___ DATA PROVIDED ___

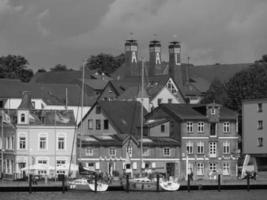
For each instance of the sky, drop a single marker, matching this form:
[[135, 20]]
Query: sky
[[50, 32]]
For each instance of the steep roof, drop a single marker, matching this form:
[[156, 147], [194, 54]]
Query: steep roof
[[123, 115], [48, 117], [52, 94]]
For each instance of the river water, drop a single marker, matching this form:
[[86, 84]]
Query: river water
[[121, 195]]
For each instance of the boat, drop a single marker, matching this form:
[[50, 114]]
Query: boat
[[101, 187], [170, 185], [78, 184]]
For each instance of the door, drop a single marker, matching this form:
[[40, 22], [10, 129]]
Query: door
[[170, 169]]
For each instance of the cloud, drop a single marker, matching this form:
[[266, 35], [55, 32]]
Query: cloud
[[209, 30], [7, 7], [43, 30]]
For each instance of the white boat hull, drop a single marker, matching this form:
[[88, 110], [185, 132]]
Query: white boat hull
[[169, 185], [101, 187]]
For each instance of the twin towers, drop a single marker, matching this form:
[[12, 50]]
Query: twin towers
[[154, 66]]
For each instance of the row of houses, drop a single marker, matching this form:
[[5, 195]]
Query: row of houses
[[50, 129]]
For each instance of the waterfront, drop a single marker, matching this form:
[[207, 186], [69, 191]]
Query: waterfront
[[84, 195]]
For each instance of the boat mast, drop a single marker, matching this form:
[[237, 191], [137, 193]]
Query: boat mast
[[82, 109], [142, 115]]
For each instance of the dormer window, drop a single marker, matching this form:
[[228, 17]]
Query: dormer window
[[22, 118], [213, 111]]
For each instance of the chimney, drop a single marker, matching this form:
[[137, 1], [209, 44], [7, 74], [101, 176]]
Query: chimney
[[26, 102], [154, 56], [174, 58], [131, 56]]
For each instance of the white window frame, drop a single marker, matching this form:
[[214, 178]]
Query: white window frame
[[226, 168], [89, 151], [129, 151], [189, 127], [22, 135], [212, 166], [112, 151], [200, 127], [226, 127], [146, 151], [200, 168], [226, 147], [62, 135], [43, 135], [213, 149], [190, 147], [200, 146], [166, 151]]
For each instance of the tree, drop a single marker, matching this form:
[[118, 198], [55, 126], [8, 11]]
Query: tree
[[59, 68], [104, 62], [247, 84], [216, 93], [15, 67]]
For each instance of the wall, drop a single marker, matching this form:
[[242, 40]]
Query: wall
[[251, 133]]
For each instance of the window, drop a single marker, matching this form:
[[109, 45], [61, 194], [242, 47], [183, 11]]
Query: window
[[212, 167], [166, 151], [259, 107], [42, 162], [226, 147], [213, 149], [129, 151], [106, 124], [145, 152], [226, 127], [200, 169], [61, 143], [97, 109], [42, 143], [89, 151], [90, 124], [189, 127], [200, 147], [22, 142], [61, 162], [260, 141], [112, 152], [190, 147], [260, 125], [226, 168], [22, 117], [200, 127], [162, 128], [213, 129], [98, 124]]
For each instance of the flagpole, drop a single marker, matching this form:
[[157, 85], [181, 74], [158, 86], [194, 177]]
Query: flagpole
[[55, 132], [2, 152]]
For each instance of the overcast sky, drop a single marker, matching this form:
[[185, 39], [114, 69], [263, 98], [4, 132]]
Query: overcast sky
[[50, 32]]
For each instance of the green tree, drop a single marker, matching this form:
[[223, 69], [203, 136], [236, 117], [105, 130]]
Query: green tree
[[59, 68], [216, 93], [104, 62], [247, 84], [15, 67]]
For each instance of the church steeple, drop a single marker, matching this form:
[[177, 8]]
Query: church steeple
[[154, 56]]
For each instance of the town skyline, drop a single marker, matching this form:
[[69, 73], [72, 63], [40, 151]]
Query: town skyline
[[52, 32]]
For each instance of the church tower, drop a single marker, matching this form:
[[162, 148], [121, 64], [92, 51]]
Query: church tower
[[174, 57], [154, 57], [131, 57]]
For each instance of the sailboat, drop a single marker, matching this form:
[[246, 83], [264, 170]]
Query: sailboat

___

- [GOAL] Print the lines starting at the line that contains "For each instance of the wall, drop" and ending at the line that contains "[[251, 133]]", both included, reproducing them exactly.

- [ANSWER TO THIS TASK]
For each instance of the wall, drop a single marker, matching this form:
[[242, 40]]
Query: wall
[[251, 133]]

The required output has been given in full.